Work request ::
Output the entries exactly as they appear. Pictures should not be included.
Dataset records Block Start
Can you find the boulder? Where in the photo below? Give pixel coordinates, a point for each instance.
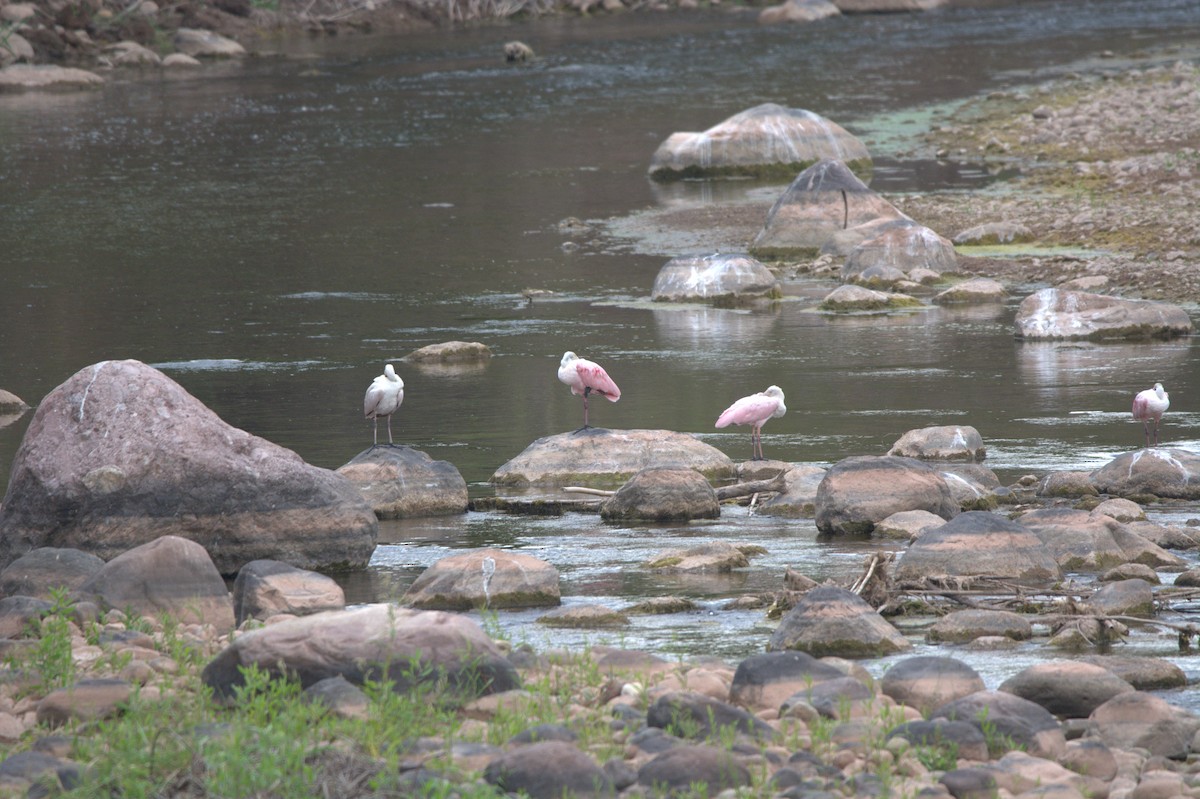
(609, 457)
(979, 544)
(121, 455)
(761, 140)
(977, 290)
(859, 298)
(823, 199)
(402, 482)
(1066, 688)
(663, 494)
(375, 642)
(799, 494)
(905, 248)
(859, 492)
(797, 11)
(945, 443)
(928, 682)
(1159, 472)
(1054, 313)
(169, 576)
(1081, 541)
(834, 622)
(719, 277)
(267, 588)
(1008, 722)
(36, 572)
(485, 578)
Dataset records Block End
Result of this exercise ::
Can you find the boulder? Where in the photo below? Give pixel coordinates, a point for each instance.
(609, 457)
(979, 544)
(121, 455)
(761, 140)
(977, 290)
(859, 298)
(823, 199)
(402, 482)
(1066, 688)
(663, 494)
(375, 642)
(799, 494)
(905, 248)
(859, 492)
(797, 11)
(945, 443)
(928, 682)
(1159, 472)
(1054, 313)
(169, 576)
(1081, 541)
(834, 622)
(719, 277)
(267, 588)
(1008, 722)
(36, 572)
(485, 578)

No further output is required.